According to the press release about Robin Nagle's talk, which two groups are co-sponsoring the event?

(TEXT SEGMENT begins)

“You can go your whole life without ever having to call a fireman, and if you’re lucky you’ll never have to call a cop, but you want to see a sanitation worker every day." - Robin Nagle
New York, N.Y. (PRWEB) August 05, 2013
Robin Nagle, the New York City Department of Sanitation’s anthropologist-in-residence and a clinical associate professor of anthropology and urban studies at New York University, will hold a fascinating conversation at the Museum of the City of New York about this often-overlooked army of urban workers, the subject of her new book, Picking Up (Farrar, Straus and Giroux, 2013).
“You can go your whole life without ever having to call a fireman, and if you’re lucky you’ll never have to call a cop, but you want to see a sanitation worker every day,” Nagle says.
Nagle will discuss her investigation into the “san men’s” world along with Department of Sanitation Commissioner John J. Doherty and members of the sanitation workforce. The event is co-sponsored by the NYC Department of Sanitation and the John W. Draper Program at New York University.

(TEXT SEGMENT ends)
(DATA UNDER STUDY begins)

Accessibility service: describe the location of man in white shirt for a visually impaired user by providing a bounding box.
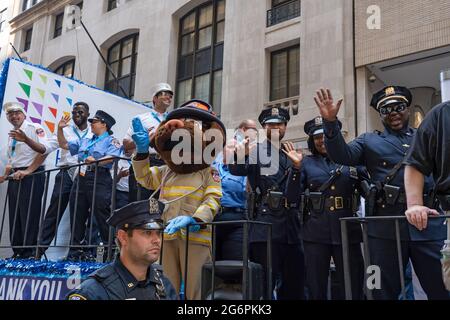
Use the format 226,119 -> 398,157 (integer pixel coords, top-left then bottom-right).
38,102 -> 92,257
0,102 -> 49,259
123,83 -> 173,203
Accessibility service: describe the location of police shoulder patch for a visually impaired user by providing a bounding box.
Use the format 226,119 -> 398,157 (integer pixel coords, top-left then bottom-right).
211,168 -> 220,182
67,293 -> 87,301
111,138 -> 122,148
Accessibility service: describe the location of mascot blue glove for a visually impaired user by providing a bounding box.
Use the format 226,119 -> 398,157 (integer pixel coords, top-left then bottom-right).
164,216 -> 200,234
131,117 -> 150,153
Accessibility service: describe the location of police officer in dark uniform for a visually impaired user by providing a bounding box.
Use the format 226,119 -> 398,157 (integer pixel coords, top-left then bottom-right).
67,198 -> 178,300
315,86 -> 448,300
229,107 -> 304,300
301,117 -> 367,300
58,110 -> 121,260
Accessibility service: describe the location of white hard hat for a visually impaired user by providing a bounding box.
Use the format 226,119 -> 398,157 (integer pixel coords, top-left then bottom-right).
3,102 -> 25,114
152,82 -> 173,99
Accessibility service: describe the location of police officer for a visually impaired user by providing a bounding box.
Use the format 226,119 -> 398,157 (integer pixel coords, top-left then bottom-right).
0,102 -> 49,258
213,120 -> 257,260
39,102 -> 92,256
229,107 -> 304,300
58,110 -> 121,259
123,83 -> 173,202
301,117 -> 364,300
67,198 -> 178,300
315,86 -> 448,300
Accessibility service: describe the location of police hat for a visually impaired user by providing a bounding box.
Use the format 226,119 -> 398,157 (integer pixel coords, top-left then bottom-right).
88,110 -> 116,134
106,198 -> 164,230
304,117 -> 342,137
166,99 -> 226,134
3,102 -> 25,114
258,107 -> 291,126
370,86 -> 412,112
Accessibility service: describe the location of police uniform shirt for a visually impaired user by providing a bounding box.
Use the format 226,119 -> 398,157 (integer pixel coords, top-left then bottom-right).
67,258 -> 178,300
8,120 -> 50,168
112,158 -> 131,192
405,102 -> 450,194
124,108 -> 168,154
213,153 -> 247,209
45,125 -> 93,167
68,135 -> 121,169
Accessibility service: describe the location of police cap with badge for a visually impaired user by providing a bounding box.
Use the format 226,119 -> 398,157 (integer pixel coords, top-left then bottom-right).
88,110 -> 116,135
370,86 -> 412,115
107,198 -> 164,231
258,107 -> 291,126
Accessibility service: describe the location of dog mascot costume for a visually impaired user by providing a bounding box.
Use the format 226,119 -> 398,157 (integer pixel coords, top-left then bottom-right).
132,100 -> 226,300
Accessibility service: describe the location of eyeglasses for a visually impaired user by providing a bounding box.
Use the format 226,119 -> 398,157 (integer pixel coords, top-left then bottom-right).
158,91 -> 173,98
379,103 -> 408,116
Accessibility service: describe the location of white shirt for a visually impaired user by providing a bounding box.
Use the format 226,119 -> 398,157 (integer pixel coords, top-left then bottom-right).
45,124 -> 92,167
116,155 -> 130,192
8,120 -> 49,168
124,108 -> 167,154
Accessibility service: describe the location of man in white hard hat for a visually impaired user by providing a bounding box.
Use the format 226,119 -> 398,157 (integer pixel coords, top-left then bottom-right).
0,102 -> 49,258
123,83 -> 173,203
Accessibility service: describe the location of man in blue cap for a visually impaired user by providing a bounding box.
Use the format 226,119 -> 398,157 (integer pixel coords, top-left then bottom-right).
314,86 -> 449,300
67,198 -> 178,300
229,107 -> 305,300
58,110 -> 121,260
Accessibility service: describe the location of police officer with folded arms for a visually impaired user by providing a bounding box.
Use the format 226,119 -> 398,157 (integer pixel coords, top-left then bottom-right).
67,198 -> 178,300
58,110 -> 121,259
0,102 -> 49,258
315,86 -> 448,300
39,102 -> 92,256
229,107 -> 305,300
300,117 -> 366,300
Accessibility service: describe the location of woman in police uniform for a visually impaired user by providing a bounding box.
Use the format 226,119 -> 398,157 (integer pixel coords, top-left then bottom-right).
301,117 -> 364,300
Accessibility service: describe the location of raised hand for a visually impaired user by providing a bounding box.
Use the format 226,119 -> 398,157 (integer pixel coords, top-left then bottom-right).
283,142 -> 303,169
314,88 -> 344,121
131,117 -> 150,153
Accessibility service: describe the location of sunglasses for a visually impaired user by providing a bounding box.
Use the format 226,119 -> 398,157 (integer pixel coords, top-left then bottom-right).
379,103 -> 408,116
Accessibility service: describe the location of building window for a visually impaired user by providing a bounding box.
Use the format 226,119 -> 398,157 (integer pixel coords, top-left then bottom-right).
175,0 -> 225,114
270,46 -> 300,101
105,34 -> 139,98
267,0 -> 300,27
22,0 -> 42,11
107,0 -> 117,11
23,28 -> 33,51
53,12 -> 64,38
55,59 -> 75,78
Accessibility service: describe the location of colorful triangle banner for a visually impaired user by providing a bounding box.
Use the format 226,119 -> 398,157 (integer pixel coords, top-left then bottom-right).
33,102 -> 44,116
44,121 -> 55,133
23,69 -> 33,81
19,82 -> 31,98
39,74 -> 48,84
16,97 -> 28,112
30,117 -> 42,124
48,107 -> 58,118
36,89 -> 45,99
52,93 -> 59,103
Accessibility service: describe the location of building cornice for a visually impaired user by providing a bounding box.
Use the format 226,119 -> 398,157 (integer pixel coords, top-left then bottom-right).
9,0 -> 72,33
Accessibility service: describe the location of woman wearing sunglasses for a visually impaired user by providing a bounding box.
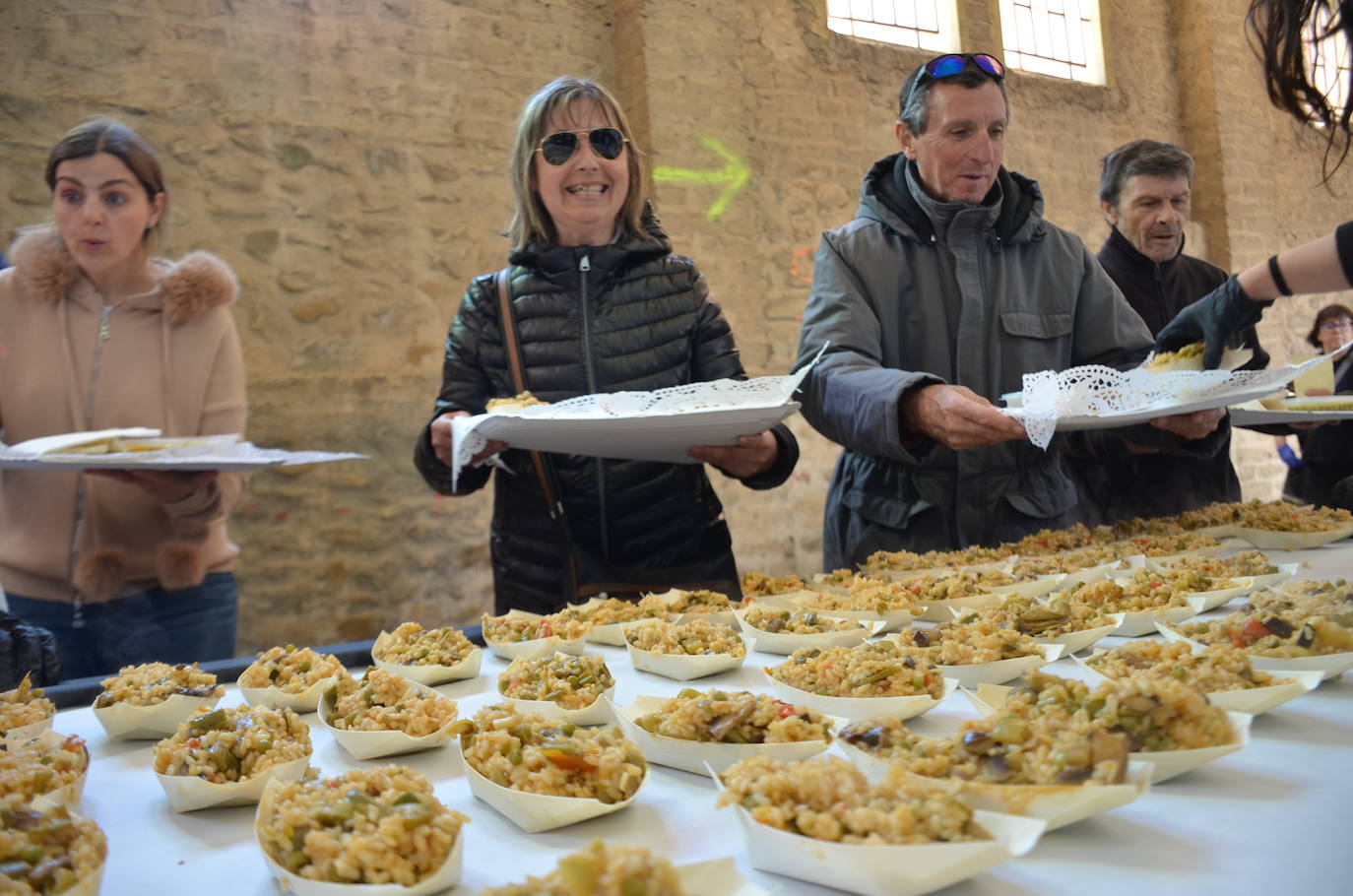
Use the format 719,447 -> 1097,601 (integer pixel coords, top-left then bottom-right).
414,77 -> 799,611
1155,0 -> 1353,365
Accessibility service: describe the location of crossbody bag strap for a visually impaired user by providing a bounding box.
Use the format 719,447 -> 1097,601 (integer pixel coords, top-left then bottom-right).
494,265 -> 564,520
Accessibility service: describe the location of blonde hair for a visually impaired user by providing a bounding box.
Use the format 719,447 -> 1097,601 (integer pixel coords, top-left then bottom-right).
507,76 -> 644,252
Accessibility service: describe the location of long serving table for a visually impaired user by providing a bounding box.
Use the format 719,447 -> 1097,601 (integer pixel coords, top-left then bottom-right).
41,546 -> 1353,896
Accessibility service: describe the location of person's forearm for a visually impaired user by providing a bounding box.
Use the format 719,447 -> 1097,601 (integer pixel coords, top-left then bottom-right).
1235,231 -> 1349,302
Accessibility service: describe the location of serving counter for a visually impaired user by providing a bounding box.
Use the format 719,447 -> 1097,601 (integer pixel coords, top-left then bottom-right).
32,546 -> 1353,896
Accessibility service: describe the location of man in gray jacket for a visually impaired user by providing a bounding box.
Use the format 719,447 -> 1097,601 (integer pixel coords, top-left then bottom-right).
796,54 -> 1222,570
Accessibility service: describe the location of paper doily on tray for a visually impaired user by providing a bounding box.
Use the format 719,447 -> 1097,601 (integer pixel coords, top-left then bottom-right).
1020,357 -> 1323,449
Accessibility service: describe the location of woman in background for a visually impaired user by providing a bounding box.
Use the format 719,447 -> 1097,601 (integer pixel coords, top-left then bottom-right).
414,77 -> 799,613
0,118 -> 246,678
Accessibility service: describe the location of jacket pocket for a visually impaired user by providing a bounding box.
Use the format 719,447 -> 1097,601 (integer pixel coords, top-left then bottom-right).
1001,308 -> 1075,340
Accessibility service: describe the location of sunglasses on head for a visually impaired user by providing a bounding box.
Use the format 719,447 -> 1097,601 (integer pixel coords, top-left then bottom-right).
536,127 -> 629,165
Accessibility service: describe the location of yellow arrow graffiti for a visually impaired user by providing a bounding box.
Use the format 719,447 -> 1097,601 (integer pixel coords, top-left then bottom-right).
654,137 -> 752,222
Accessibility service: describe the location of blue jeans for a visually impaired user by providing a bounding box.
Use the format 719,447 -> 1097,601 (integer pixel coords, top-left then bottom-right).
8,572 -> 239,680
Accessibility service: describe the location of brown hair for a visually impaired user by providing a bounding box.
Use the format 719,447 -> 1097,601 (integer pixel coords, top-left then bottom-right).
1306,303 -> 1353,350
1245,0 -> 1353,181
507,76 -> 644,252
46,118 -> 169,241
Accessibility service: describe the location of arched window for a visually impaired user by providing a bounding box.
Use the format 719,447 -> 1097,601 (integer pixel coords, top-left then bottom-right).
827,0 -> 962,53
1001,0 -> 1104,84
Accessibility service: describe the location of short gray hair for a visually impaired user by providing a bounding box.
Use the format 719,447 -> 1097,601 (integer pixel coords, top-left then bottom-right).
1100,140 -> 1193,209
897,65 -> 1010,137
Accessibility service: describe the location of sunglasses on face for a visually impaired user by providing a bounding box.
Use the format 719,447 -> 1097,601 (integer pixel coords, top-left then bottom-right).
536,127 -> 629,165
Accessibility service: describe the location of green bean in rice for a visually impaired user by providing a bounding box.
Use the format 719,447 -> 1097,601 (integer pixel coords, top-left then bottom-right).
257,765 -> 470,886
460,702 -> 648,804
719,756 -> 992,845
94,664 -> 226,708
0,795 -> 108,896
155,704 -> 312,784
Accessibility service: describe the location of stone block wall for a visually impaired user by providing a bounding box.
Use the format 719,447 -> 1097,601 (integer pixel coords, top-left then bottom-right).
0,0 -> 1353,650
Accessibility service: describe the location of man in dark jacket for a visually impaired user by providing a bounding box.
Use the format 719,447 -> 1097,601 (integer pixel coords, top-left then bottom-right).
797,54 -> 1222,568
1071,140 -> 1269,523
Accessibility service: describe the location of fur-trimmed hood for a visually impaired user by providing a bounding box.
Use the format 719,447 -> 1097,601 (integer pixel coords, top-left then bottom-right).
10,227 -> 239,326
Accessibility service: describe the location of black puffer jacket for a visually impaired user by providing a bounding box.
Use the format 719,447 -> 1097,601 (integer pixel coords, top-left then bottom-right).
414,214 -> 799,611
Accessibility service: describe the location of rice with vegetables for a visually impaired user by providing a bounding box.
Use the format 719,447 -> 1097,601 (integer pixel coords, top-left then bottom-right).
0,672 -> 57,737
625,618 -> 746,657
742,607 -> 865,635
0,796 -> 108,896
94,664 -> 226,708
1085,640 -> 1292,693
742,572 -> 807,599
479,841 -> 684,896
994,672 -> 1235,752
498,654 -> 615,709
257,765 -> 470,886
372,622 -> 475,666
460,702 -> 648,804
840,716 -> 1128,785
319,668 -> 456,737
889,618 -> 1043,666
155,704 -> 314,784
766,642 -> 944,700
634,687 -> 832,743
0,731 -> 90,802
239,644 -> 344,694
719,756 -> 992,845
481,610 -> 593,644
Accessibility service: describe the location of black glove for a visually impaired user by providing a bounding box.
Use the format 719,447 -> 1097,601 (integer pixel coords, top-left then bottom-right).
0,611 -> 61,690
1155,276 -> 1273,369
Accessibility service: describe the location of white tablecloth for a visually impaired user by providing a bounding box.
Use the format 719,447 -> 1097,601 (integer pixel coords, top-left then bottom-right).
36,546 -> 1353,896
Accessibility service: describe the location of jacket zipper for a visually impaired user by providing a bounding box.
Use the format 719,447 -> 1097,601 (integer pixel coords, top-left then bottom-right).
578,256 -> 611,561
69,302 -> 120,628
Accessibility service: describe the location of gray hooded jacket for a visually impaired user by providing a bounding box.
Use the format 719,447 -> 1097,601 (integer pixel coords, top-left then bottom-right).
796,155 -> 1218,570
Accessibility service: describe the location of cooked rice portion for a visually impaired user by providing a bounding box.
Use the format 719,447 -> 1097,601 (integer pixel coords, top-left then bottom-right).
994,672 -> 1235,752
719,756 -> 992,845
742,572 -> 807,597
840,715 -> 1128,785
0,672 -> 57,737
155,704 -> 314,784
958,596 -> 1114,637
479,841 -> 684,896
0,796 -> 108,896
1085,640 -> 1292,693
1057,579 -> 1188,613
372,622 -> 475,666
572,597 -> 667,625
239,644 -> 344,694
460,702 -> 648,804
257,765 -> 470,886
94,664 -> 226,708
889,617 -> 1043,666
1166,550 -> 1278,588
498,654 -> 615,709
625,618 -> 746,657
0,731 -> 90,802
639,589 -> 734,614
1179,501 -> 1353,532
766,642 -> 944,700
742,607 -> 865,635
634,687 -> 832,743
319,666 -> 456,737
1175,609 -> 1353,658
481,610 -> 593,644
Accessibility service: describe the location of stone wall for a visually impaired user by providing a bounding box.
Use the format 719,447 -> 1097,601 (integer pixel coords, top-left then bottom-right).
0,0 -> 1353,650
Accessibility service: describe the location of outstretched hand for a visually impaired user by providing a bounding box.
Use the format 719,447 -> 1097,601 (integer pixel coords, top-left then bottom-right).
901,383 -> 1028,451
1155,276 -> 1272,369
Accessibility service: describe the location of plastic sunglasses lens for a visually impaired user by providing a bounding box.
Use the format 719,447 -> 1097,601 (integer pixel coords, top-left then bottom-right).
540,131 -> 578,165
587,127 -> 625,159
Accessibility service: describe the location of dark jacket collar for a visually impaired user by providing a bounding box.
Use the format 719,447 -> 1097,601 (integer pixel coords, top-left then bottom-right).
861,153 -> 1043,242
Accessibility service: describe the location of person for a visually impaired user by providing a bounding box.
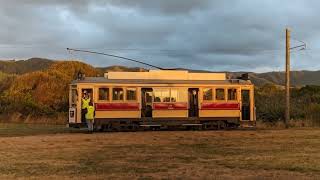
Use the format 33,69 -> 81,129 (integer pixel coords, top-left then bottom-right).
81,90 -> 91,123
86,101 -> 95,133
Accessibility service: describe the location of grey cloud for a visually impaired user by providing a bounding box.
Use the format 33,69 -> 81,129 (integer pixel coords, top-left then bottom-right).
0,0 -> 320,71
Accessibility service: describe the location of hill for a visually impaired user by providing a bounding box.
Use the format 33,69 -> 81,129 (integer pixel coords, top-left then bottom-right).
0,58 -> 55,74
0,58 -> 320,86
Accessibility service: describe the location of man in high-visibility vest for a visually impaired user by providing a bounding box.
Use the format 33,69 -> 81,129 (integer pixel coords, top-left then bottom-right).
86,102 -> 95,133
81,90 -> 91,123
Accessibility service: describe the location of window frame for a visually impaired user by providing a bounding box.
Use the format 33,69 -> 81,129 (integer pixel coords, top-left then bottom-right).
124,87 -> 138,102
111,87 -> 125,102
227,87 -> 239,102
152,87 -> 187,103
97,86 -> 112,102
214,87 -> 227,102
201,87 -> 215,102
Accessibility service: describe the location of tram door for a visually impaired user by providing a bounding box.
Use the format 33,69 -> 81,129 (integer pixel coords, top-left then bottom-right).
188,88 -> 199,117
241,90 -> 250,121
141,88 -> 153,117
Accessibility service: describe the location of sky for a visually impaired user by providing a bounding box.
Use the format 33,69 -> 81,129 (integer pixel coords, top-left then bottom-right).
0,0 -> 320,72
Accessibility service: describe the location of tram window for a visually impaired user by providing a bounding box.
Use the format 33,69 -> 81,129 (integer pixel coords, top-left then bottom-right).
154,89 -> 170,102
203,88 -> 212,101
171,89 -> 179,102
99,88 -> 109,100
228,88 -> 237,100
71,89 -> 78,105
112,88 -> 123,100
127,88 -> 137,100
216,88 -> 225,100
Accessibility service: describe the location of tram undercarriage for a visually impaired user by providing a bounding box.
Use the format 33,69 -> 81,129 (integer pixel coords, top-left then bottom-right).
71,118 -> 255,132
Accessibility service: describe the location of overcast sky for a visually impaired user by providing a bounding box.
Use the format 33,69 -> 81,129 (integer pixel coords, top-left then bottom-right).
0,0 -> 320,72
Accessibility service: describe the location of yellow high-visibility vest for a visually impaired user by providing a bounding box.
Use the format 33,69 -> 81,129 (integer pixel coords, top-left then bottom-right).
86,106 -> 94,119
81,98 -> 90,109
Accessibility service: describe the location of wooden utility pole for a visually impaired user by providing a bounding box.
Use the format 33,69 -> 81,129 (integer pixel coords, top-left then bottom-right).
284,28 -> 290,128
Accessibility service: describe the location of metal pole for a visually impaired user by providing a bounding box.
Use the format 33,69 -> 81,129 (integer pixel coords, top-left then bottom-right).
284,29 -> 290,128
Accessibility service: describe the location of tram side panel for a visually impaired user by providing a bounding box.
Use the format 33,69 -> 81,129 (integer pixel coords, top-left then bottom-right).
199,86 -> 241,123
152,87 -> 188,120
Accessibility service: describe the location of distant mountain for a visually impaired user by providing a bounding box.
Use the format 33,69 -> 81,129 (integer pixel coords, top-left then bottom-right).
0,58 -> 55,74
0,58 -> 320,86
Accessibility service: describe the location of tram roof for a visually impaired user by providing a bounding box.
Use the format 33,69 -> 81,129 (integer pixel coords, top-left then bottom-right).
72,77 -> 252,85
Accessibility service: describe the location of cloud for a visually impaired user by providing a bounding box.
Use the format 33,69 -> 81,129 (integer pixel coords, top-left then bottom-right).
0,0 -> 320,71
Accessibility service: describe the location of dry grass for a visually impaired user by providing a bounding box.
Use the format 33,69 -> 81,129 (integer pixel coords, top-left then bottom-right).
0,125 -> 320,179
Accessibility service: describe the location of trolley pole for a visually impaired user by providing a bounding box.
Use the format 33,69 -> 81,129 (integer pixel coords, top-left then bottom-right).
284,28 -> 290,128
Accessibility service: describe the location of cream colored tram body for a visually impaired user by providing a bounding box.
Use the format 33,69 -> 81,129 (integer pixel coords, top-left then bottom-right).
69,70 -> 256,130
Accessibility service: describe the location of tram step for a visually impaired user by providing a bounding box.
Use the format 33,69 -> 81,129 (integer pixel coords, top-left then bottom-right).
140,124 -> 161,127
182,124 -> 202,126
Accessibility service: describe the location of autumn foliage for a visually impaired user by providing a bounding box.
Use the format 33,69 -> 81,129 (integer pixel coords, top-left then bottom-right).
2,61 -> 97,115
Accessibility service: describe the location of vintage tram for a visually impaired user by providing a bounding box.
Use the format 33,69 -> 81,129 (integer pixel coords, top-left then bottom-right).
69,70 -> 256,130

(DATA UNDER STUDY ends)

ANSWER FOR THE TASK: The NYC Department of Sanitation and the John W. Draper Program at New York University.